Reproduce verbatim the stretch from "There is no doubt that" through "that is happening." in the commentary on the Bahrain Grand Prix below.

▸ **TEXT EXTRACT**:
— BEGIN —

FIA President Jean Todt has spoken and Formula 1 will go next week to Bahrain. It is a curious decision and a huge risk for the sport, the FIA and for Todt himself. One has to ask why this has happened. It is clear that Todt really believes that the Grand Prix will go ahead without trouble, assured by his local men on the ground and their advisors. The goal is for the race to be seen as a unifying force and send out the message to the world that Bahrain is safe for business, tourism etc etc.
The race slogan is all about “unif1cation”, which is not the smartest thing, as this is clearly a political statement and the very first FIA Statute says that the federation will refrain from “manifesting racial, political or religious discrimination in the course of its activities and from taking any action in this respect”. The last time that statute was used was six years ago when some misguided Turks decided to put Turkish Cypriot leader Mehmet Ali Talat on the podium at the Turkish Grand Prix, billed as “the President of the Turkish Republic of Northern Cyprus”, non-existent state that is recognised only by Turkey. The result was that the Turks were fined $5 million by the FIA. The government then lost interest in the race and it staggered on, unloved until the contract ran out last year. At the time the FIA said that “no compromise or violation of this neutrality is acceptable”. There is an argument that by involving itself in a highly politicised event, the FIA is in breach of its own statutes. There is no doubt, even without the ill-advised slogan, that the Grand Prix is a political issue in Bahrain. In a recent demonstration the opposition used protesters dressed as racing drivers, carrying machine guns to make their point. It was propaganda, of course, but it made an important point. Thousands marched with them.
There is also a certain amount of graffiti making the same point.
When it comes to propaganda, there is no question that both sides have been very busy in recent weeks, with the authorities finding people to say all the right things and the opposition trying to show that all is not good. The FIA, which is supposed not to involve itself in politics of any kind, has embraced the government argument, but as no-one inside the federation has questioned the activity (at least not openly), nothing has been done.
There is no doubt that there are people in Bahrain who honestly do believe that the race is what the country needs. Others (myself included) think that F1 is unwise to get involved at a time when things are unstable. When you boil it all down it is a question of timing. The government line has been that Bahrain is totally safe and that the violence that one can easily find on the Internet is the work of a tiny violent minority.
It is hard to know who is right. The fact that Lotus F1 Team sent a couple of people to Bahrain and they reported no problems is not really a good indication. The opposition did not know they were going and so they saw Bahrain without F1 being there. The real question is what happens when the entire circus comes to town, and the opposition knows that is happening.

— END —

▸ **DATASET CONTENT**:

— BEGIN —

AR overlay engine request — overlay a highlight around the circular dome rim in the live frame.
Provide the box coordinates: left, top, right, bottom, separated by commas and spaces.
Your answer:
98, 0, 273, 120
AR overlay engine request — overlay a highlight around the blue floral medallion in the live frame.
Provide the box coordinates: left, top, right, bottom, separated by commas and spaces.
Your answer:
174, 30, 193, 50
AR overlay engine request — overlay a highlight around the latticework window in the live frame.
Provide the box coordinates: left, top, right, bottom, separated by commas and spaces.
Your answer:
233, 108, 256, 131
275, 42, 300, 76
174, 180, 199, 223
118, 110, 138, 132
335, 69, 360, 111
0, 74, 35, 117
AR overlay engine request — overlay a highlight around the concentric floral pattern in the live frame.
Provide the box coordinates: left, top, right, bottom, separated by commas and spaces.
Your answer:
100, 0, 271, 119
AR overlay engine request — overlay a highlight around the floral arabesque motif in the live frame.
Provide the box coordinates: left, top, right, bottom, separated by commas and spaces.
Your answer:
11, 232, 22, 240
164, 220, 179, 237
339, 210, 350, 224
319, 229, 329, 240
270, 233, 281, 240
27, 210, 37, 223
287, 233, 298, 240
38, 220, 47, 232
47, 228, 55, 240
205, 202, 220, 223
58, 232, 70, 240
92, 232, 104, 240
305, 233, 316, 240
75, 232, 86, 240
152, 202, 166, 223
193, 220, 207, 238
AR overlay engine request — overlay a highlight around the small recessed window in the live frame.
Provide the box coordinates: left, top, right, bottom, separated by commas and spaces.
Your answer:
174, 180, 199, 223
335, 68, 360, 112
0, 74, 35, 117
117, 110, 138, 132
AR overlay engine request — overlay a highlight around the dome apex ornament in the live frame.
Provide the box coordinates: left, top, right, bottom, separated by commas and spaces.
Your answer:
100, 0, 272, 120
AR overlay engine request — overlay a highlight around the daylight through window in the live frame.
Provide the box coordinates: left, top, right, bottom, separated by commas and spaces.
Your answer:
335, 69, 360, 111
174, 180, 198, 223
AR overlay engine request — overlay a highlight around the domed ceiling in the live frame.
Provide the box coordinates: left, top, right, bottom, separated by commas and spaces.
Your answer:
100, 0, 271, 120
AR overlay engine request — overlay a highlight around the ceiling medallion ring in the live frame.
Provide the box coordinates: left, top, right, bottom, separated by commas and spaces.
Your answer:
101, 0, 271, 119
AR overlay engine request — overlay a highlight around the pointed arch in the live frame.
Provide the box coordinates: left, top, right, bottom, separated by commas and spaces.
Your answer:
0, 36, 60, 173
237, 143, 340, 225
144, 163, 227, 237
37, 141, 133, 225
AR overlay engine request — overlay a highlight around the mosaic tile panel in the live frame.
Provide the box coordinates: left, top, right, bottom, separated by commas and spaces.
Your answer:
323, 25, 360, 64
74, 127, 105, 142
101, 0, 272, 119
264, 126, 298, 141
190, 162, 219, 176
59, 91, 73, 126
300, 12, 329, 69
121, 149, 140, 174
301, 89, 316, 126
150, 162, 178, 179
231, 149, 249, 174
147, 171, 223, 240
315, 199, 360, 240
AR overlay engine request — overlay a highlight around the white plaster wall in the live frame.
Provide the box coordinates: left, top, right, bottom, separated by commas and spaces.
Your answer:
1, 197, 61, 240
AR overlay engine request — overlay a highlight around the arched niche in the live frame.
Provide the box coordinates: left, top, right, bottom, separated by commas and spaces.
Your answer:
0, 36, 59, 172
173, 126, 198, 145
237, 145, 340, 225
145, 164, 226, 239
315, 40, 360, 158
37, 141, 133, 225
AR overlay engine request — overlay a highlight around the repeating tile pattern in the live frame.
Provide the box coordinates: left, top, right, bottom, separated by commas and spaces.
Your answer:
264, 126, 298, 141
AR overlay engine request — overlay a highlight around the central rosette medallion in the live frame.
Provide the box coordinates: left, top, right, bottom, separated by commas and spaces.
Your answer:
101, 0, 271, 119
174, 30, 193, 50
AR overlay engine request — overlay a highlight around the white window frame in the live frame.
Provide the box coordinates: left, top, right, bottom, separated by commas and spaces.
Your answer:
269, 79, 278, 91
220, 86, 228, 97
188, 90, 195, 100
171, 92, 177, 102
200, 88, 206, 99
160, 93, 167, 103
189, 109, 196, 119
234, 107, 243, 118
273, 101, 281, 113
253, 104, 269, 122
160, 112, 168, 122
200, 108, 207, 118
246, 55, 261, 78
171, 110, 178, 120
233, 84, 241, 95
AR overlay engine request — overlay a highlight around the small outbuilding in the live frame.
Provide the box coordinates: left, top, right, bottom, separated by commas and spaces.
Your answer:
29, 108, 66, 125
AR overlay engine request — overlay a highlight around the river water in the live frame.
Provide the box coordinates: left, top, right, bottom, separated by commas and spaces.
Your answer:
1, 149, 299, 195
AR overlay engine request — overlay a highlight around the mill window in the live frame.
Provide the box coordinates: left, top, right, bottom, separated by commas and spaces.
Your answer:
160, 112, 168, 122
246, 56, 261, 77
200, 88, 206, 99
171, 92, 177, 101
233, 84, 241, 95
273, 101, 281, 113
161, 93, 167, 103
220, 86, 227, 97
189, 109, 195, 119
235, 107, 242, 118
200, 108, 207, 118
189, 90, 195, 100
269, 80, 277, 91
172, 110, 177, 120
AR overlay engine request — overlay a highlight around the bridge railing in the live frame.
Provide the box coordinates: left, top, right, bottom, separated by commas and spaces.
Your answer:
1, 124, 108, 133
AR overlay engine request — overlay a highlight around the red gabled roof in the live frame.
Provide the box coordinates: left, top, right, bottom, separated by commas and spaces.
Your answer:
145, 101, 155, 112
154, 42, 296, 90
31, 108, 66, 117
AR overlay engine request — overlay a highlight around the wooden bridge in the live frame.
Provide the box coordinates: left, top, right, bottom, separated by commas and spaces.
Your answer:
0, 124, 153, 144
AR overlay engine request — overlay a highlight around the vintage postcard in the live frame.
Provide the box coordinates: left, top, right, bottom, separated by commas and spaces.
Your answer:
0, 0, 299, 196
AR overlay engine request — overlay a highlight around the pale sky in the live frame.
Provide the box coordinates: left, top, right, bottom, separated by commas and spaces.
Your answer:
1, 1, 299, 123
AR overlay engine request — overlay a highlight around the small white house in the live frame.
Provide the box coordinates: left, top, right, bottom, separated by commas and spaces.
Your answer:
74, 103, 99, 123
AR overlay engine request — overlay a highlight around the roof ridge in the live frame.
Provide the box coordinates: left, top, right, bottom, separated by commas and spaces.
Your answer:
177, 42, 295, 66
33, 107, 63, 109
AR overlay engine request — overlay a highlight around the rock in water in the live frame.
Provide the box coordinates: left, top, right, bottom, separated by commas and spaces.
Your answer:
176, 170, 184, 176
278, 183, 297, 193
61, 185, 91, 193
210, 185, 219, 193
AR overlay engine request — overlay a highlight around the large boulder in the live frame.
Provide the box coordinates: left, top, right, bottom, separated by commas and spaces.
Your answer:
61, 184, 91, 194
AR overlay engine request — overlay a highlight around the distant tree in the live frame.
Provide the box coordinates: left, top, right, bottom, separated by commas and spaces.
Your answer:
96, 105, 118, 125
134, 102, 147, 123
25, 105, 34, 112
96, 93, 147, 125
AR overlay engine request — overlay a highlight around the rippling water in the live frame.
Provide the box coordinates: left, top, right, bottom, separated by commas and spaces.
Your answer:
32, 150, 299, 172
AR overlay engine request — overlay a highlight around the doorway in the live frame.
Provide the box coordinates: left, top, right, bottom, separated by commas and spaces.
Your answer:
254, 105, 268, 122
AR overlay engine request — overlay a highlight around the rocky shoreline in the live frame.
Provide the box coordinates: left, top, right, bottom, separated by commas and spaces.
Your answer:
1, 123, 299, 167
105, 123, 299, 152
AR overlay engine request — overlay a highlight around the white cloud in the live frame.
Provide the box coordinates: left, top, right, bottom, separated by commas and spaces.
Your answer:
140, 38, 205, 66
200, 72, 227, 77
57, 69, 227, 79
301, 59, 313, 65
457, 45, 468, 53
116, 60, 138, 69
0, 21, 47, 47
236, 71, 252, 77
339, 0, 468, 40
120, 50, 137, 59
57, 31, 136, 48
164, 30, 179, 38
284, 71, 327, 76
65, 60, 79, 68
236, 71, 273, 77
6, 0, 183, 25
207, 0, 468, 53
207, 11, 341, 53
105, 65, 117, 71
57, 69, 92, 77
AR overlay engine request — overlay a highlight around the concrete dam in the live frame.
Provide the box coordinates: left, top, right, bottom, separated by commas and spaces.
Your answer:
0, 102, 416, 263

— END —

▸ **REPLY**:
There is no doubt that there are people in Bahrain who honestly do believe that the race is what the country needs. Others (myself included) think that F1 is unwise to get involved at a time when things are unstable. When you boil it all down it is a question of timing. The government line has been that Bahrain is totally safe and that the violence that one can easily find on the Internet is the work of a tiny violent minority.
It is hard to know who is right. The fact that Lotus F1 Team sent a couple of people to Bahrain and they reported no problems is not really a good indication. The opposition did not know they were going and so they saw Bahrain without F1 being there. The real question is what happens when the entire circus comes to town, and the opposition knows that is happening.